• [Instructions for the task]
If a record holds a picture, please leave the picture out and copy the rest of the record exactly.

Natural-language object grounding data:
##########

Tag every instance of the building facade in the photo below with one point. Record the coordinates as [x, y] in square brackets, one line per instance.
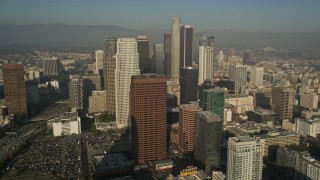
[187, 126]
[15, 89]
[188, 82]
[76, 91]
[208, 140]
[245, 158]
[149, 117]
[175, 50]
[98, 101]
[206, 63]
[127, 65]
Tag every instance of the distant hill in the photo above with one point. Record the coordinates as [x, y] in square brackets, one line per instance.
[93, 36]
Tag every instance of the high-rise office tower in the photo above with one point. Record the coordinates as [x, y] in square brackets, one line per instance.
[76, 91]
[175, 50]
[195, 46]
[232, 52]
[15, 89]
[99, 60]
[245, 158]
[144, 54]
[256, 76]
[127, 65]
[206, 63]
[188, 83]
[247, 57]
[186, 37]
[187, 126]
[109, 73]
[221, 57]
[148, 99]
[238, 74]
[208, 140]
[167, 54]
[282, 102]
[91, 82]
[213, 100]
[50, 67]
[158, 50]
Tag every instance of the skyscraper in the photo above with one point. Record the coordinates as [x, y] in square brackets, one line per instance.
[158, 50]
[148, 99]
[175, 50]
[167, 54]
[76, 91]
[238, 73]
[187, 126]
[282, 102]
[208, 140]
[188, 83]
[206, 60]
[186, 37]
[14, 89]
[195, 46]
[50, 67]
[245, 158]
[213, 100]
[99, 60]
[144, 54]
[256, 76]
[127, 65]
[109, 73]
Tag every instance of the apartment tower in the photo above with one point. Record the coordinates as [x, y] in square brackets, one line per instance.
[148, 99]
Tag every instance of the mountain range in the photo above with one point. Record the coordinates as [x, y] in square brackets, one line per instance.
[93, 36]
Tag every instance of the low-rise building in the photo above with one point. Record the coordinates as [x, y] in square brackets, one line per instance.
[308, 127]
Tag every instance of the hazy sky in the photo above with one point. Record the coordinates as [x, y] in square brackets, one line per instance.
[238, 15]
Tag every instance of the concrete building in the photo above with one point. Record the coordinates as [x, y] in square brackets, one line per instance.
[208, 140]
[99, 55]
[158, 58]
[238, 73]
[297, 165]
[148, 99]
[175, 50]
[143, 45]
[69, 123]
[76, 91]
[127, 65]
[188, 81]
[245, 158]
[308, 127]
[309, 100]
[256, 76]
[186, 38]
[213, 100]
[50, 67]
[167, 54]
[109, 73]
[281, 139]
[206, 63]
[282, 102]
[98, 101]
[187, 126]
[15, 89]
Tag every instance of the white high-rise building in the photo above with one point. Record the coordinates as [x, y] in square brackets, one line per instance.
[99, 60]
[256, 76]
[245, 158]
[220, 57]
[206, 63]
[127, 65]
[175, 50]
[238, 74]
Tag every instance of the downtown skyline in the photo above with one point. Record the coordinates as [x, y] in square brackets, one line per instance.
[249, 15]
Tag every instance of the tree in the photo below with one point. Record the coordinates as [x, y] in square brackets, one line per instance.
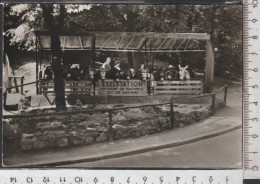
[43, 17]
[54, 25]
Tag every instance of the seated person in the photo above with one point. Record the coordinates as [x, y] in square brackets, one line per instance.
[106, 66]
[184, 74]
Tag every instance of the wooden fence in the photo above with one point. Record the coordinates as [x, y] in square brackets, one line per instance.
[191, 87]
[71, 87]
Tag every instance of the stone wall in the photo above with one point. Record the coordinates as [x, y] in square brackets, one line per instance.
[82, 128]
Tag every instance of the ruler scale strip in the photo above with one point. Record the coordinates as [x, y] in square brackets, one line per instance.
[251, 50]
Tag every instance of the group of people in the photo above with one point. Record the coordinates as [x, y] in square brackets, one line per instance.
[113, 70]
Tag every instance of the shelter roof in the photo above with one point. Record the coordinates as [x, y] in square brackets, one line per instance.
[127, 41]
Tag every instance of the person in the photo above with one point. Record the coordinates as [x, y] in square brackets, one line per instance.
[184, 74]
[106, 66]
[48, 73]
[169, 72]
[117, 70]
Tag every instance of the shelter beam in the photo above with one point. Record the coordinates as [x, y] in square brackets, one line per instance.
[162, 43]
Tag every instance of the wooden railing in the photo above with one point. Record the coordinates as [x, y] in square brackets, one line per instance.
[110, 111]
[14, 78]
[189, 87]
[71, 87]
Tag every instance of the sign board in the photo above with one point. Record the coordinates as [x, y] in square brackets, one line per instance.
[122, 88]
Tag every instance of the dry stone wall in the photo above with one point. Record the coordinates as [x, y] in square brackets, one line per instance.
[83, 129]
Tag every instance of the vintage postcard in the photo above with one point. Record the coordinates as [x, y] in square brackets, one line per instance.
[122, 86]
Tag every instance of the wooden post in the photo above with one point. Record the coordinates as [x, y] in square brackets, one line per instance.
[10, 82]
[225, 95]
[22, 84]
[94, 58]
[172, 117]
[209, 67]
[37, 66]
[110, 130]
[213, 102]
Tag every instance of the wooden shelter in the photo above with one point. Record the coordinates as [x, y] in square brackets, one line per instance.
[137, 42]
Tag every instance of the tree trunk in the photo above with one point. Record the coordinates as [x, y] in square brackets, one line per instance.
[54, 28]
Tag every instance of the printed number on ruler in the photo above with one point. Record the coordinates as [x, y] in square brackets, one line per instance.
[251, 88]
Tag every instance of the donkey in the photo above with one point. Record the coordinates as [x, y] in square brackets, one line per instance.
[184, 74]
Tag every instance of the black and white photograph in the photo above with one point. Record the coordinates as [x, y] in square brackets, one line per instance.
[122, 86]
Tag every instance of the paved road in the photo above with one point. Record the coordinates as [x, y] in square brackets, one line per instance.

##########

• [Response to this task]
Tag every instance of the building facade in the photo below with one point. Record the coordinates as [x, y] in square brackets, one line per instance.
[187, 126]
[15, 89]
[188, 82]
[76, 91]
[208, 140]
[245, 158]
[149, 117]
[175, 50]
[98, 101]
[206, 63]
[127, 65]
Tag every instance of the distant hill in the photo above with one point. Record the coordinates as [x, y] in square brackets, one line per instance.
[93, 36]
Tag every instance of the high-rise office tower in the photo above with one point. Record the coordinates as [x, y] in square brackets, one line per instance.
[76, 91]
[175, 50]
[195, 46]
[232, 52]
[15, 89]
[99, 60]
[245, 158]
[144, 54]
[256, 76]
[127, 65]
[206, 63]
[188, 83]
[247, 57]
[186, 37]
[187, 126]
[109, 73]
[221, 57]
[148, 99]
[238, 74]
[208, 140]
[167, 54]
[282, 102]
[91, 82]
[213, 100]
[50, 67]
[158, 50]
Tag every instance of the skyscraper in the photo above with one point. Record the coordinates as [x, y] in square brackets, one line per instance.
[158, 50]
[148, 99]
[175, 50]
[167, 54]
[76, 91]
[238, 73]
[187, 126]
[282, 102]
[208, 140]
[188, 83]
[206, 60]
[186, 37]
[14, 89]
[195, 46]
[50, 67]
[245, 158]
[213, 100]
[99, 60]
[144, 54]
[256, 76]
[127, 65]
[109, 73]
Tag every instance of the apartment tower in the photo above with one point. Record the coordinates as [x, y] in square brackets, one line per instance.
[148, 99]
Tag every instance of the mountain range in the photo above with one point. Record the coordinates as [x, y] in square brackets, one line per instance.
[93, 36]
Tag every instance of the low-rise building in the photo above with one point. Record the coordinates as [x, y] in square brackets, one line per instance.
[308, 127]
Tag every instance of the hazy sky in the photo above with one point. Record the coordinates as [x, y] in square brackets, one line per instance.
[238, 15]
Tag every instance of the concrete building in the photo above with one point. Record the coordinates as [x, y] in square brackets, one line per instance.
[208, 140]
[99, 55]
[158, 58]
[238, 73]
[297, 165]
[148, 99]
[175, 50]
[143, 45]
[69, 123]
[76, 91]
[127, 65]
[188, 81]
[245, 158]
[308, 127]
[309, 100]
[256, 76]
[186, 38]
[213, 100]
[50, 67]
[167, 54]
[109, 73]
[281, 139]
[206, 63]
[282, 102]
[98, 101]
[187, 126]
[15, 89]
Tag every instance of the white high-rise building in the photo above with one point. Record the coordinates as [x, y] in square brackets, one line per instance.
[99, 60]
[256, 76]
[245, 158]
[220, 57]
[206, 63]
[127, 65]
[175, 50]
[238, 74]
Tag every instance of the downtown skyline in the photo above with one point. Record the coordinates as [x, y] in square brackets, one line per instance.
[249, 15]
Tag every instance of the tree in the photo below with one point. Record the coordinates as [x, y] in square brackets, one line per instance.
[43, 17]
[54, 25]
Tag every instance of the seated person in the photo above with one point. Record the coordinates as [x, y] in square brackets, one line per instance.
[106, 66]
[184, 74]
Tag every instance of the wooden fence in the photo above with one point. Record the coordinates as [x, y] in square brackets, one line per instance.
[191, 87]
[71, 87]
Tag every instance of the stone wall in the photo above with one point. Record the coordinates as [x, y] in square brackets, one line per instance.
[82, 128]
Tag every instance of the ruler scale strip in the photo above with one point. Record the coordinates as [x, y] in square brackets, one line per instance.
[251, 50]
Tag every instance of the group of people in the photo above with one point. Record the coordinates as [x, y] in square brackets, one line per instance.
[113, 70]
Tag every instance of the shelter roof in the photo above with one point. Record the coordinates as [x, y] in square brackets, one line per instance.
[127, 41]
Tag every instance of the person in the photo above with one point. Record the coordinates as [x, y] in square brackets, one line per instance.
[184, 74]
[106, 66]
[48, 73]
[169, 72]
[117, 70]
Tag every instance of the shelter beam in the photo above with one point. Record the coordinates as [x, y] in square brackets, one line per instance.
[162, 43]
Tag every instance of the wooden railing in the photo above with one point. Record the coordinates as [x, y] in square brackets, one line per instance.
[110, 111]
[14, 78]
[189, 87]
[71, 87]
Tag every instance of the sign board in the photo above with one point. Record the coordinates as [x, y] in square brackets, one line per instance.
[122, 88]
Tag every instance of the dry stone wall in the photo above with one point. Record the coordinates as [x, y] in square brackets, one line per instance.
[83, 129]
Tag every instance of the vintage postcard in the photo above with one point. Record the coordinates as [x, y] in square brackets, one line per instance.
[122, 86]
Tag every instance of the wooden post in the photo above with one point. Record the coordinates as [x, y] in square brackets, one line per instance.
[10, 82]
[225, 95]
[22, 84]
[94, 58]
[172, 117]
[209, 67]
[37, 66]
[110, 130]
[213, 102]
Tag every instance of the wooden shelter in the photo above with one point. Record the coordinates as [x, y] in square brackets, one line per instance.
[137, 42]
Tag every instance of the tree trunk in the photo above with one point. Record the coordinates as [x, y] in square brackets, one line per instance.
[54, 28]
Tag every instance of the printed number on ruler in the photo above with one point. Record the coordinates as [x, y] in square brackets, one line per instance.
[251, 88]
Tag every instance of the donkey in the photo above with one point. Record the coordinates as [x, y] in square brackets, one line per instance.
[184, 74]
Tag every instance of the black and white photograph in the photo above with one point. Record the coordinates as [x, y] in square brackets, one line per instance.
[122, 86]
Tag every instance of the paved road in the photo above with one point. Record the coordinates as [x, y] in square brackets, one line per instance.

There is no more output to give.